**Task directions:** Every line of the data must appear again in the answer, exactly as written.
::::
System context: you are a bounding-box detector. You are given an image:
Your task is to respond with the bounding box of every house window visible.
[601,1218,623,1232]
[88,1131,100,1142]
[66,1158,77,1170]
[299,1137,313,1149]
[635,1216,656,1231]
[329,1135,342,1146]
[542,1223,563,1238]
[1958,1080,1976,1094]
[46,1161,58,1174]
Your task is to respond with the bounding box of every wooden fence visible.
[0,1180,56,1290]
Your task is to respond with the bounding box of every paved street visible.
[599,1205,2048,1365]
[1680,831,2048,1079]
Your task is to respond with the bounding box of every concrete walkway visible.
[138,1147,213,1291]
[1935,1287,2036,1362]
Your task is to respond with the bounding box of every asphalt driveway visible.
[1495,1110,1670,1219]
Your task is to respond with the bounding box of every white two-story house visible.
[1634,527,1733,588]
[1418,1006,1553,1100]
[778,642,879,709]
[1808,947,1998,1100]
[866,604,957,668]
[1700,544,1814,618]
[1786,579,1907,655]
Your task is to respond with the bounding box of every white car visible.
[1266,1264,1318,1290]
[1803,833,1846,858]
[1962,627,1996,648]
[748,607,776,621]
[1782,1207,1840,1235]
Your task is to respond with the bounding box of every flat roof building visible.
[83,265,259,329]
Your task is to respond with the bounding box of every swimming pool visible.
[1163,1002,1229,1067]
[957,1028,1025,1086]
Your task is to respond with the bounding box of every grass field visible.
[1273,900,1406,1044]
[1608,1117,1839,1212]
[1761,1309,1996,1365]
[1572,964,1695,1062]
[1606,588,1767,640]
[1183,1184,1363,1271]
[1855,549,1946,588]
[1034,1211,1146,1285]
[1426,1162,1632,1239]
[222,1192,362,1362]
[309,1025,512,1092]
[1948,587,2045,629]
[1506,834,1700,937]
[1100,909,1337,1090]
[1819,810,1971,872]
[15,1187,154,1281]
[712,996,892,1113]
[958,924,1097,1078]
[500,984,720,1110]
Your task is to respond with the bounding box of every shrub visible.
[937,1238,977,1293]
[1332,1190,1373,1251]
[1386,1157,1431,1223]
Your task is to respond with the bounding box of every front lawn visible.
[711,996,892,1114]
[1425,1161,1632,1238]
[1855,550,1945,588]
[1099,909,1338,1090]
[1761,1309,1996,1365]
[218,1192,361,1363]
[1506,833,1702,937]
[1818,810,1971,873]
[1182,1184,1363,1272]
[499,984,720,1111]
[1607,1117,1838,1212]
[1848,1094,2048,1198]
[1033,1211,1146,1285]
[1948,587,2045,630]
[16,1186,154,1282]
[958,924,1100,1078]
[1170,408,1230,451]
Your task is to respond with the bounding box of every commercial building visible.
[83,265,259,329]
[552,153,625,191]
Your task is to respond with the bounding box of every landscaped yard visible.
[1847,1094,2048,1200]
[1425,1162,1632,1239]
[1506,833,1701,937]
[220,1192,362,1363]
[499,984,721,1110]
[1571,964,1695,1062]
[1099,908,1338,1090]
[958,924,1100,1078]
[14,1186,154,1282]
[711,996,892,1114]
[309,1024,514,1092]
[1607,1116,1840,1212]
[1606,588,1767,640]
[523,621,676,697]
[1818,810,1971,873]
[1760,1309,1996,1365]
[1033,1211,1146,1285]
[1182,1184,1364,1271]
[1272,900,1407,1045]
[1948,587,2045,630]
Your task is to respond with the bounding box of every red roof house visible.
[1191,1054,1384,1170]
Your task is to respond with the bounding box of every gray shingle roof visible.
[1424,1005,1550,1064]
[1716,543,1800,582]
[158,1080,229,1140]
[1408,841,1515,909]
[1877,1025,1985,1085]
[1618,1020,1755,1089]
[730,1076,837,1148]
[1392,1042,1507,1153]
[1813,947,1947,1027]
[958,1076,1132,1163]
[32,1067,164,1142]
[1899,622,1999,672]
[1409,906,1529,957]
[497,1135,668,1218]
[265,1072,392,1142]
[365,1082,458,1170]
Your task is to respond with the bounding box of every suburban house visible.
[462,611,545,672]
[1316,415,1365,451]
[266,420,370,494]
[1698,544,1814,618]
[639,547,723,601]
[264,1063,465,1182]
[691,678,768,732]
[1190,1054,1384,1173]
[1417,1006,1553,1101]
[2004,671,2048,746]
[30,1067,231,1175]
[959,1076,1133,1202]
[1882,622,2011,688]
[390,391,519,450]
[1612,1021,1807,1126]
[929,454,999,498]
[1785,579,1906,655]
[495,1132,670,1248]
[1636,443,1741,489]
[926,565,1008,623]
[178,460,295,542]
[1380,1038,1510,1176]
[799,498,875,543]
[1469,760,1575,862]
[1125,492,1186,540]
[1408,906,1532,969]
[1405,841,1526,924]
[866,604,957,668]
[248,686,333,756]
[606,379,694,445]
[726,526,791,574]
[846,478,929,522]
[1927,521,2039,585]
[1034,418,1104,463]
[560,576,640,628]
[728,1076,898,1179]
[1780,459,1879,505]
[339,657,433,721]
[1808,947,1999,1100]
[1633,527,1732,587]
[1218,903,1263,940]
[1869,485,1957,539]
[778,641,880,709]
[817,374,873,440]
::::
**Task answer:**
System context: you are a bounding-box detector. You are given an image:
Your task is to respond with the bounding box of every house window visible.
[601,1218,623,1232]
[88,1131,100,1142]
[66,1158,77,1170]
[299,1137,313,1149]
[635,1216,656,1231]
[329,1135,342,1146]
[542,1223,563,1238]
[1958,1080,1976,1094]
[46,1161,58,1174]
Your task is to respond with the bounding box of every wooden fence visible.
[0,1180,56,1290]
Your task is to respond with the bounding box of every paved street visible.
[599,1205,2048,1365]
[1680,831,2048,1079]
Your task is to respond with the bounding box of every concrete walkway visible.
[138,1147,213,1291]
[1935,1287,2036,1362]
Your task is to respond with the bounding box of every asphalt driveway visible.
[1495,1110,1670,1219]
Your task is to respond with the bounding box of every white two-story house visible.
[1634,527,1733,588]
[1418,1006,1553,1100]
[778,642,879,709]
[1808,947,1998,1100]
[866,604,957,668]
[1700,544,1814,618]
[1786,579,1907,655]
Your task is to respond with the bounding box of every white car visible.
[1266,1264,1318,1290]
[1803,833,1846,858]
[1962,627,1996,648]
[748,607,776,621]
[1782,1207,1840,1235]
Your task is to respond with the bounding box of every flat roof building visible.
[83,265,259,329]
Your task is to respond with the bounding box of every swimming pool visible.
[1163,1002,1229,1067]
[957,1028,1025,1086]
Your task is to respond with the bounding box of every grass field visible.
[1273,900,1406,1044]
[1608,1117,1839,1212]
[1761,1309,1996,1365]
[1572,964,1695,1062]
[1606,588,1767,640]
[1183,1184,1363,1271]
[1855,549,1946,588]
[1034,1211,1146,1285]
[1426,1162,1632,1239]
[222,1192,362,1362]
[309,1025,512,1092]
[1948,587,2045,629]
[1506,834,1700,937]
[1100,909,1337,1090]
[1819,810,1971,872]
[15,1187,154,1281]
[712,996,892,1113]
[958,924,1097,1078]
[500,984,720,1110]
Your task is to respond with the bounding box of every shrub visible.
[937,1238,977,1293]
[1332,1190,1373,1251]
[1386,1157,1431,1223]
Your task is to respond with the bounding box of every front lawn visible.
[711,996,892,1114]
[1425,1161,1632,1238]
[1855,550,1945,588]
[1099,909,1338,1090]
[1761,1309,1996,1365]
[218,1192,361,1363]
[1506,833,1702,937]
[1818,810,1971,873]
[1182,1184,1363,1272]
[499,984,720,1111]
[1607,1117,1838,1212]
[1848,1094,2048,1198]
[1033,1211,1146,1285]
[1948,587,2045,630]
[16,1186,154,1282]
[958,924,1100,1078]
[1170,408,1230,451]
Your task is to respond with the bounding box of every commercial building visible.
[83,265,259,329]
[552,153,625,191]
Your task is to respond with the bounding box of every landscaped yard visible.
[1847,1094,2048,1200]
[1425,1162,1632,1239]
[1506,833,1701,937]
[220,1192,362,1363]
[499,984,721,1110]
[1571,964,1695,1062]
[1099,908,1338,1090]
[958,924,1100,1078]
[14,1186,154,1282]
[711,996,892,1114]
[309,1024,514,1092]
[1607,1116,1840,1212]
[1606,588,1767,640]
[523,621,676,697]
[1818,810,1971,873]
[1760,1309,1996,1365]
[1033,1211,1146,1285]
[1182,1184,1364,1271]
[1272,900,1407,1045]
[1948,587,2045,630]
Your task is to respond with the bounding box of every red roof house visible.
[1191,1054,1384,1170]
Your task is to respond with the bounding box of every gray shingle roof visible.
[1424,1005,1550,1064]
[1716,543,1800,582]
[158,1080,229,1140]
[1408,841,1515,909]
[1877,1025,1985,1085]
[1618,1020,1755,1089]
[730,1076,837,1148]
[1392,1042,1507,1153]
[1813,947,1947,1027]
[958,1076,1132,1163]
[32,1067,164,1142]
[1899,622,1999,672]
[1409,906,1529,957]
[497,1135,668,1218]
[265,1072,392,1142]
[365,1082,458,1170]
Your task is to respond with the bounding box of every suburban house visible.
[462,611,545,672]
[1316,415,1365,451]
[266,420,370,494]
[1698,544,1814,618]
[639,547,723,601]
[264,1063,465,1182]
[691,678,768,732]
[1190,1054,1384,1173]
[1417,1006,1553,1101]
[2004,671,2048,746]
[30,1067,231,1175]
[959,1076,1133,1202]
[1882,622,2011,688]
[390,391,519,450]
[1612,1021,1807,1126]
[929,454,999,498]
[1785,579,1906,655]
[495,1132,670,1248]
[1636,443,1741,489]
[926,565,1008,623]
[178,460,295,542]
[1380,1038,1510,1176]
[799,498,875,543]
[1469,760,1575,862]
[1125,492,1186,540]
[1408,906,1532,969]
[1405,841,1526,924]
[866,604,957,668]
[248,686,333,756]
[606,379,694,445]
[726,526,791,574]
[846,478,929,522]
[1927,521,2039,585]
[1034,418,1104,463]
[560,576,640,628]
[728,1076,898,1179]
[1780,459,1879,505]
[339,657,433,721]
[1808,947,1999,1100]
[1633,527,1732,587]
[1218,903,1263,940]
[1869,485,1957,539]
[778,641,880,709]
[817,374,873,440]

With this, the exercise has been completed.